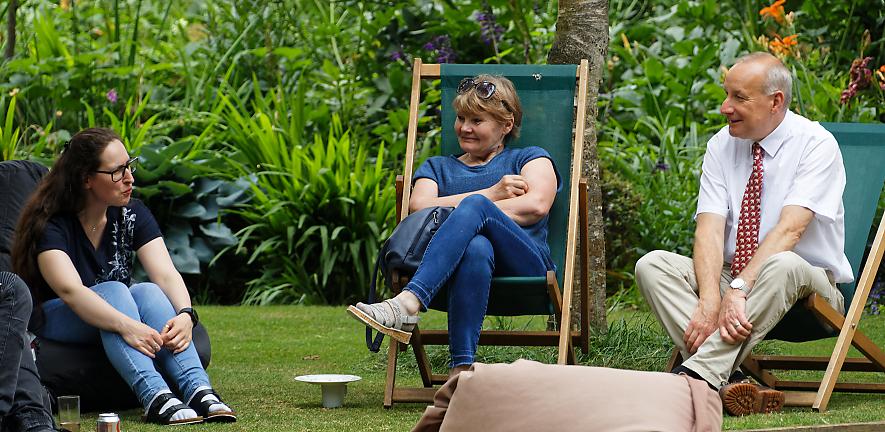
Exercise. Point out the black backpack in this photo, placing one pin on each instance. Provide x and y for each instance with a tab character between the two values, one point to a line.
402	253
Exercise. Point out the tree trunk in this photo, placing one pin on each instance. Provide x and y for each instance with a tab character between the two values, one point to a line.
582	33
10	29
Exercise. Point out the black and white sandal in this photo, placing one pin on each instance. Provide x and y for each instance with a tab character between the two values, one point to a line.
154	415
201	404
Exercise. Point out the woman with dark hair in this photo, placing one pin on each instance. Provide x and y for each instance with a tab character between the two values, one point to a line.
74	247
501	197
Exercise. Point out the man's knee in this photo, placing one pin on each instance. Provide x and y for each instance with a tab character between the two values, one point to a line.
649	267
782	262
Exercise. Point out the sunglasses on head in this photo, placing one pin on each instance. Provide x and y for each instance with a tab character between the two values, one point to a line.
484	89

*****

Repeat all of the data above, keeping each request as it is, and scale every x and y coordinate in the answers by 0.35, rounding to whole numbers with halves rounded up. Leave the pictures out.

• **The completed task**:
Exercise. Point out the black backpack in this photo, placing one pin on each instance. Provide x and y for each instance with a tab character between the two values, one point to a line.
141	89
Exercise. Point out the tree trunk in this photo, placing one pin on each instance. Provide x and y for each instance with a tab character between the two values, one point to a line.
204	12
4	10
Exercise. Point out the black and white sandal in this photo, placing one pin on each instance. Provide x and y for each instance with a tab character between the two values, one point to a line.
54	145
70	141
Exercise. Point out the woman with dark hair in this photo, placing one pin on each instance. Provide x and y for each instance with a tab character between the two values, one point to a line.
26	86
175	69
Exercise. Point out the man's knee in this photo, placing one pin on each instance. Provide x and y for each instance with a tab character between the two values, one point to a line.
227	93
274	92
Exercise. Point out the sunglasses on head in this photo, placing one pin on each instance. Provide x and y for each instance with a tab character between the two values, one point to a line.
169	31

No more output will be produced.